§ Task requirements
Decide whether each statement agrees with the passage below on social cohesion and liberal democracy, answering yes or no and quoting the words that decide it. 1. Many Western countries began to cultivate patriotism in their societies. 2. The socialists who replace liberal governments lower taxes. 3. Someone has already resolved the key contradiction of the liberal-democratic state order.

§ Extract to read
◆ ◆ ◆
The reason for this, according to many researchers, is the erosion of social cohesion in Western societies. We are witnessing the growing rebellion against the elites. Well-to-do societies show dissatisfaction with the established order and its injustice. The elites are looking for excuses for their actions. It is no coincidence that many Western countries began to cultivate patriotism in their societies. Apparently, only in this they see the possibility of counteracting the erosion of the cohesion of societies. But this is hardly the way the society can be consolidated. The problems of societies in the 21st century are apparently much deeper. In the conditions of the rapid acceleration of social processes and the expansion of the rights of citizens, the principles of the organization of societies that are customary to date are subject to metamorphosis.

The key contradiction of the liberal-democratic state order is an economy free from the dictates of the state, which increasingly leads to the polarization of people's incomes and the gap between society and the elites. The majority loses opportunities to prosperity, while retaining the holy right of liberal democracy to form state power through free elections. As a result, liberal governments are losing confidence and power as a result of free elections. Such is the paradox. And the socialists coming to replace them strengthen the dictates of the economy, raise taxes and the level of social costs, thereby lowering the efficiency of the economy. As a result, in many cases, societies become impoverished. Nobody has yet been able to resolve this key contradiction. A situation arises, often referred to as “equality in poverty.” Regimes lose influence on such a society and remain powerless.
◆ ◆ ◆
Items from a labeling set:
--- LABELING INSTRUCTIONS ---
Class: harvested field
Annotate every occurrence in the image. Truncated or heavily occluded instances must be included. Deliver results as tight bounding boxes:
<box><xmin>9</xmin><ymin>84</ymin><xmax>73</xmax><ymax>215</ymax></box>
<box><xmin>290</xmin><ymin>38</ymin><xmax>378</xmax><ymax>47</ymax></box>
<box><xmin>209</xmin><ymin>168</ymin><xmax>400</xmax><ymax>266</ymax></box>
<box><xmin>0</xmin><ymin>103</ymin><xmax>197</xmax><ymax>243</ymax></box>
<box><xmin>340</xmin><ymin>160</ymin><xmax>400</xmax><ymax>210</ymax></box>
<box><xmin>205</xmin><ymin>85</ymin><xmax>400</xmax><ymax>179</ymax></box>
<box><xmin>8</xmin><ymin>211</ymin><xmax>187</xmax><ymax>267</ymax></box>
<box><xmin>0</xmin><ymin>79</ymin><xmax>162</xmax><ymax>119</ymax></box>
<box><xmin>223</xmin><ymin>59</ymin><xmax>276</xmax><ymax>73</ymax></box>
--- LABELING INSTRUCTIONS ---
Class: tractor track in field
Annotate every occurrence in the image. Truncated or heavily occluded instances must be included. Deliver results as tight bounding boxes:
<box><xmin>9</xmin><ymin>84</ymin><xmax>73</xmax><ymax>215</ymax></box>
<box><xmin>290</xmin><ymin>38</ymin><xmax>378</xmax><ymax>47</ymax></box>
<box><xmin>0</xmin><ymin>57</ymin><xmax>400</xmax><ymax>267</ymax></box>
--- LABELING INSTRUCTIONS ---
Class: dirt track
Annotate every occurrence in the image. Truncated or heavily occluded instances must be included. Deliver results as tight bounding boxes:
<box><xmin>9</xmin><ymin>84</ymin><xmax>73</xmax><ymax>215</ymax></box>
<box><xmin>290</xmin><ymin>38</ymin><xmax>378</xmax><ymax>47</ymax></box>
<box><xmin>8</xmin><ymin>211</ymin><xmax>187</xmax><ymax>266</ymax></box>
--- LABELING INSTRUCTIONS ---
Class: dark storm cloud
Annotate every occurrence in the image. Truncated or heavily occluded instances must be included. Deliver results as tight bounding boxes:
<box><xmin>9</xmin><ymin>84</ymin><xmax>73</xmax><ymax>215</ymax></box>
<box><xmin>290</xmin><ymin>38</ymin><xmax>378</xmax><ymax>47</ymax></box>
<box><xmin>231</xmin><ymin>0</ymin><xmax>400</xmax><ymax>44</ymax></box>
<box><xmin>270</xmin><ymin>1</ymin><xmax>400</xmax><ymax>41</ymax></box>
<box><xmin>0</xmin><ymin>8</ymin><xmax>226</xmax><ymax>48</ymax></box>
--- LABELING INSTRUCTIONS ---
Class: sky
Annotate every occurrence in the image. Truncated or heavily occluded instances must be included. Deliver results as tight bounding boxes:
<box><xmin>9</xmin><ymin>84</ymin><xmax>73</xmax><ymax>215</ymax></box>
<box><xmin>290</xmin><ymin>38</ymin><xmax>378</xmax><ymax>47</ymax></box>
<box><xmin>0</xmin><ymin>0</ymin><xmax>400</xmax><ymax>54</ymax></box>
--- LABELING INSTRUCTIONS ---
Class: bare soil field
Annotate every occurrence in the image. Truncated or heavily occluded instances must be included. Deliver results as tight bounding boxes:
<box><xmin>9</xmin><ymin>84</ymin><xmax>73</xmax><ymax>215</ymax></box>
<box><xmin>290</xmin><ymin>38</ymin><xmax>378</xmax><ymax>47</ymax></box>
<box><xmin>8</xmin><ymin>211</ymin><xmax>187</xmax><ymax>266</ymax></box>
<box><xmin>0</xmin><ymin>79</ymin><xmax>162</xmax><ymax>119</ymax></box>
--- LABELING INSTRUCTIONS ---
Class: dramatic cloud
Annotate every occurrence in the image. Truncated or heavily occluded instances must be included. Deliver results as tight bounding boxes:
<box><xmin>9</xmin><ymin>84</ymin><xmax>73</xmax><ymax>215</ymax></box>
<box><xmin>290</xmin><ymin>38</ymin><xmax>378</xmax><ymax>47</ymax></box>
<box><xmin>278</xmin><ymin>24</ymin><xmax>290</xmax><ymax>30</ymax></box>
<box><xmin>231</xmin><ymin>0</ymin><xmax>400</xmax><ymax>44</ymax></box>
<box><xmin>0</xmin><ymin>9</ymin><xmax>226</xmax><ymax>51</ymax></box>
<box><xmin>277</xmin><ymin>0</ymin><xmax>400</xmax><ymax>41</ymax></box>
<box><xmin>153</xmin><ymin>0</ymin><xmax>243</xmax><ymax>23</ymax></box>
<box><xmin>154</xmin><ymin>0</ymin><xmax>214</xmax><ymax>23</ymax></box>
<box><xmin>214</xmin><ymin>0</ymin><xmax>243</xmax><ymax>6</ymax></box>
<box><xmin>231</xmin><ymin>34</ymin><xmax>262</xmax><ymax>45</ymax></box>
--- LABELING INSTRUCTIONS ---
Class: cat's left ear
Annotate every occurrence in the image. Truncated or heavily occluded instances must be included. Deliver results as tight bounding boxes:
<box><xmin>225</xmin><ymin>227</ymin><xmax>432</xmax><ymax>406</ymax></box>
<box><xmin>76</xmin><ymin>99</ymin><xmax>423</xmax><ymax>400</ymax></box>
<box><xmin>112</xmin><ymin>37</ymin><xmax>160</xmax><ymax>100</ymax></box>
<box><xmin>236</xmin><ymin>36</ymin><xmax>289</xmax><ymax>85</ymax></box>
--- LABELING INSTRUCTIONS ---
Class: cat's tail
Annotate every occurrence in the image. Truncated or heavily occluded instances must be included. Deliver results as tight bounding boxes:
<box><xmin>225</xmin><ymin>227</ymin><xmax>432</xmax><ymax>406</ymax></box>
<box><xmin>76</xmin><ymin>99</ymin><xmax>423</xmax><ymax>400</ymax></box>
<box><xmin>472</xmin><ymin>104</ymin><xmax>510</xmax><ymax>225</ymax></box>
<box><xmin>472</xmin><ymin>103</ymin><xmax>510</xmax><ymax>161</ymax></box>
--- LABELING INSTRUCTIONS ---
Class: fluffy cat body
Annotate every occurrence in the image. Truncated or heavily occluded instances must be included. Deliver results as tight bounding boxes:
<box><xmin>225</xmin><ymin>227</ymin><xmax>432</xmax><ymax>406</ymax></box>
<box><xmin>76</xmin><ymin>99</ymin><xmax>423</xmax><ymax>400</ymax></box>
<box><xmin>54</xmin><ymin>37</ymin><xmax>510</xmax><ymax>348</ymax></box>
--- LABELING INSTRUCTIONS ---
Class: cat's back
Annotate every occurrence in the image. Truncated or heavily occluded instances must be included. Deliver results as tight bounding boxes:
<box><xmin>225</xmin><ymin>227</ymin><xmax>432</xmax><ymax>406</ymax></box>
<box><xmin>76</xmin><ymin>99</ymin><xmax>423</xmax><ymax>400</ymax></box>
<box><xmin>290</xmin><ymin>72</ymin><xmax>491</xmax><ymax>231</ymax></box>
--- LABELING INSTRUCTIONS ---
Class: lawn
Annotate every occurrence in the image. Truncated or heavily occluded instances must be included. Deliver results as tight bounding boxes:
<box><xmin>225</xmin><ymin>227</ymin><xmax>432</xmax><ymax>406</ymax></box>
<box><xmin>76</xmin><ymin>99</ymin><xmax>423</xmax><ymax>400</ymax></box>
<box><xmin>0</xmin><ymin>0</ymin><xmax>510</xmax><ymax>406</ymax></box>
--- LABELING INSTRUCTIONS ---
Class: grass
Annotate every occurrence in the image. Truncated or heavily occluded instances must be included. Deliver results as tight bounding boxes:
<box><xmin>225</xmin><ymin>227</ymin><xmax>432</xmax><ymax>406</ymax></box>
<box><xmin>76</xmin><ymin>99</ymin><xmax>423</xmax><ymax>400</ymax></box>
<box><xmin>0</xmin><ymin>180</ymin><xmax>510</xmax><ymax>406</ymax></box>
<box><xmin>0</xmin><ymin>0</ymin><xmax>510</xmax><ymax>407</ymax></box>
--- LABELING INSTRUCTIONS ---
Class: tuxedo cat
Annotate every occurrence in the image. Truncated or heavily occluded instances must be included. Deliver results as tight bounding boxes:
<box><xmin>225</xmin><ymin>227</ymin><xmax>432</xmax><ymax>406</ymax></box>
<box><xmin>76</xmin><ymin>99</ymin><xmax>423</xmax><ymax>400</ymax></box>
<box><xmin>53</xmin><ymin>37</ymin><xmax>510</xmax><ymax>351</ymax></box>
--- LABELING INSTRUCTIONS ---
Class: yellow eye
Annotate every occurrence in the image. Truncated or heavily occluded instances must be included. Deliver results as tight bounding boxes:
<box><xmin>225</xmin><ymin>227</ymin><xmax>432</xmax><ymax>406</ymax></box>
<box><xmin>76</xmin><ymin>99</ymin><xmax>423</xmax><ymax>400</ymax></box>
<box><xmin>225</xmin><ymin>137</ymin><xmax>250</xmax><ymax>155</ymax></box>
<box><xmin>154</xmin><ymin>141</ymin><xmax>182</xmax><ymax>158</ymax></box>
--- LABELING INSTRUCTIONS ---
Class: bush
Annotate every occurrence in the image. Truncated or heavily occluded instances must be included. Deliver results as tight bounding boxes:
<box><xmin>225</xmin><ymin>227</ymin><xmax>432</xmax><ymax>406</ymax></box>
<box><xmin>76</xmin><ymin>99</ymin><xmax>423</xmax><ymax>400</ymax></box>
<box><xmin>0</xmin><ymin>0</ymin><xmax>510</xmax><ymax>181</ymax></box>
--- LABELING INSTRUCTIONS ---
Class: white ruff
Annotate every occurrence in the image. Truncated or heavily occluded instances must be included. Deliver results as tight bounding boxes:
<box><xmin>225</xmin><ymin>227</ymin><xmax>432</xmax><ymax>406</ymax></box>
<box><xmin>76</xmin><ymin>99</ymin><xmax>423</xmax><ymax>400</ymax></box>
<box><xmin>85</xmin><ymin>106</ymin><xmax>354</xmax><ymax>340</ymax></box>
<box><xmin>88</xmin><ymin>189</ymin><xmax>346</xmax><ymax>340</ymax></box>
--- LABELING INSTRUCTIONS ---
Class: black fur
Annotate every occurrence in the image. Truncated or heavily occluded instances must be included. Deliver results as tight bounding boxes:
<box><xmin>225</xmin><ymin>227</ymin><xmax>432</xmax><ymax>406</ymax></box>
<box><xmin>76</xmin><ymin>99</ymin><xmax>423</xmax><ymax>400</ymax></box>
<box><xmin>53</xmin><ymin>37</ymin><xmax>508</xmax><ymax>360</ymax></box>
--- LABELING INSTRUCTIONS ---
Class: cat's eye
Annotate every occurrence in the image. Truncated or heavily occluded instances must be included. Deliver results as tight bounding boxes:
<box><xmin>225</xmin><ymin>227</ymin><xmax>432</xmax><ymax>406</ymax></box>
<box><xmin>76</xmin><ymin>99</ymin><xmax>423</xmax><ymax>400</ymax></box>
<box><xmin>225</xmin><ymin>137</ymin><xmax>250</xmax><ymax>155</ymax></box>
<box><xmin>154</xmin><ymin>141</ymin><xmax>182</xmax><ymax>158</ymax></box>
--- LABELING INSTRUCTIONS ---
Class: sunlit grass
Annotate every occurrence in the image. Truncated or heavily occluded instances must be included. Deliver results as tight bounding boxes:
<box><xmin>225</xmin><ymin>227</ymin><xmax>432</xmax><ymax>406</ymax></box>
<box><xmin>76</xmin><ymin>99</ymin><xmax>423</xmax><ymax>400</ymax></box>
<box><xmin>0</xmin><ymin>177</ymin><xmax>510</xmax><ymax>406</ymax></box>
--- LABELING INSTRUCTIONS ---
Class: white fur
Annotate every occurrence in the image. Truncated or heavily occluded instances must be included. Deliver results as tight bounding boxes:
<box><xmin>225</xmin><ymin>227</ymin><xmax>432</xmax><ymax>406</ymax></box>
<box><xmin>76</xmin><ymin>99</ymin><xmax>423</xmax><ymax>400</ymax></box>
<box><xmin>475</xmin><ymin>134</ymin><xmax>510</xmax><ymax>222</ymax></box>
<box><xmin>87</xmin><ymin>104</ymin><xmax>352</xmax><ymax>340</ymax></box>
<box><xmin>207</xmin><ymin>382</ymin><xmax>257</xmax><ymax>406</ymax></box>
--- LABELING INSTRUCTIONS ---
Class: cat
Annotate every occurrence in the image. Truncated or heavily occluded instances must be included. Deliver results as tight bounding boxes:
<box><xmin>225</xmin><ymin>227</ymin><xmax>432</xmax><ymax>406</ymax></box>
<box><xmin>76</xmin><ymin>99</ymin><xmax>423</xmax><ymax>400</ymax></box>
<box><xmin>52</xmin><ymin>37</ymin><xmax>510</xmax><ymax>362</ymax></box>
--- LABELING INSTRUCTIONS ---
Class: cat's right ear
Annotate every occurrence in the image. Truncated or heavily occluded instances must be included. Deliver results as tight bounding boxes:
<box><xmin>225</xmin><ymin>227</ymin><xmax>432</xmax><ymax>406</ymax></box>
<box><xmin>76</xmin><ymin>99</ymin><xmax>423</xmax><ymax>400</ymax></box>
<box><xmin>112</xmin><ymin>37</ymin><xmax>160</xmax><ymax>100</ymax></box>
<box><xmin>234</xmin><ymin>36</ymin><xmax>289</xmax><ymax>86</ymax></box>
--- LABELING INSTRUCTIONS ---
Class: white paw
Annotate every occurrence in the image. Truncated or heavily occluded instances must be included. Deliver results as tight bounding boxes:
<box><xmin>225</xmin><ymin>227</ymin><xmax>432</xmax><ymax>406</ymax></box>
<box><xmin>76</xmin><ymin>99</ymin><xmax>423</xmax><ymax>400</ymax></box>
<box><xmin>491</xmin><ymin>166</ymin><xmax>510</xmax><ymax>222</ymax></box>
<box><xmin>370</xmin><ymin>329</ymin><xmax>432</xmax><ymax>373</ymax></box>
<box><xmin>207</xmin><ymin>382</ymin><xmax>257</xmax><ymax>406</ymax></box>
◆ ◆ ◆
§ The result
1. Yes: "It is no coincidence that many Western countries began to cultivate patriotism in their societies."
2. No: "raise taxes and the level of social costs"
3. No: "Nobody has yet been able to resolve this key contradiction."